=== GIVEN DATA ===
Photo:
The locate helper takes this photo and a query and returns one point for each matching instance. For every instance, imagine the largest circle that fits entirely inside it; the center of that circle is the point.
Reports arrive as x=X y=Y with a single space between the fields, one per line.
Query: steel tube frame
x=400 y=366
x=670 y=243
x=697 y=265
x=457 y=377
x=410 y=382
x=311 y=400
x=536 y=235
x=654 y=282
...
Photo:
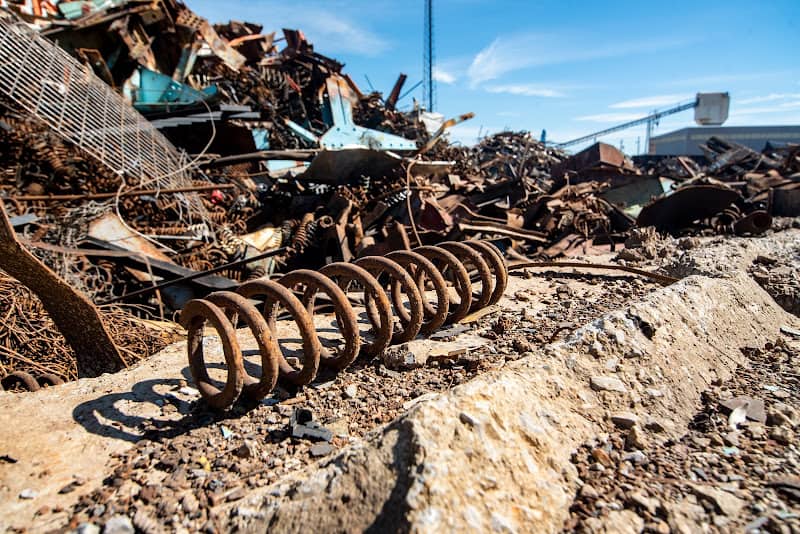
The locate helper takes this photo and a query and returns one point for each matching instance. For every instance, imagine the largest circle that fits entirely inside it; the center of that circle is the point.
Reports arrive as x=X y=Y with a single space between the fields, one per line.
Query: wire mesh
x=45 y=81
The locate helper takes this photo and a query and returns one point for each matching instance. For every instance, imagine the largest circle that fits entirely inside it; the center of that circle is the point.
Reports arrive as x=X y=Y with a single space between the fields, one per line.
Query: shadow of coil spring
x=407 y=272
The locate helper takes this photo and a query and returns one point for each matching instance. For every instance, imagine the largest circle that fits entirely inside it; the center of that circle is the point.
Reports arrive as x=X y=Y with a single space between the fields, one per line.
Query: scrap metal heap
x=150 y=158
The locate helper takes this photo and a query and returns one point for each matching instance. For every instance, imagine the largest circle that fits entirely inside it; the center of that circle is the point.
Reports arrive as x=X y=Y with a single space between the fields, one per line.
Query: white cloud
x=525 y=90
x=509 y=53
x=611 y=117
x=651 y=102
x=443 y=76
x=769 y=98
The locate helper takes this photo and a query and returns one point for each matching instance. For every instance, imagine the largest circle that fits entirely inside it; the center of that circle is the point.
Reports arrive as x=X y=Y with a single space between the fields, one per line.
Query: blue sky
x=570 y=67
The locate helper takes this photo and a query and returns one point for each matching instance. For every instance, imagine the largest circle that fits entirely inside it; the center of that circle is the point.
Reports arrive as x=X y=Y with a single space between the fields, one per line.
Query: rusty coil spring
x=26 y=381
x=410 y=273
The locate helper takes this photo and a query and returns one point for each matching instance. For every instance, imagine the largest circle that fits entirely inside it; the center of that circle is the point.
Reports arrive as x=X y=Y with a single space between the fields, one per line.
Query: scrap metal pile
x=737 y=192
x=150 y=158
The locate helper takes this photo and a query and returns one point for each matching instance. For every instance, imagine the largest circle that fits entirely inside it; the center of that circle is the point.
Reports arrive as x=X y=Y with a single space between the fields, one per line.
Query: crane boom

=== HOW TO COMPLETE THIS TASK ===
Repeat exactly the lines above from the one with "Query: rusty coil spring" up to and including the one with "Query: crane boom". No other line belongs in the reply.

=== ANSWER TO THIS EXERCISE ===
Query: rusty coil spring
x=26 y=381
x=410 y=273
The locate helper takes this photo and a query and returns one point for each matching instance. For every instance, imagine the largest circle that fits entirely inside it; the center of that circle is the point.
Reports arrive as x=X y=Y with a single space between the fields, one per line.
Query: scrap metal pile
x=737 y=192
x=150 y=158
The locate helper takes this photo and a query and returns one point for each matching instance. For every instance, imagine the largest circle that fits entirely inside it; the center of that circle is the point.
Reports arrive as x=X y=Y with a single space between the fields, one per line.
Query: crane boom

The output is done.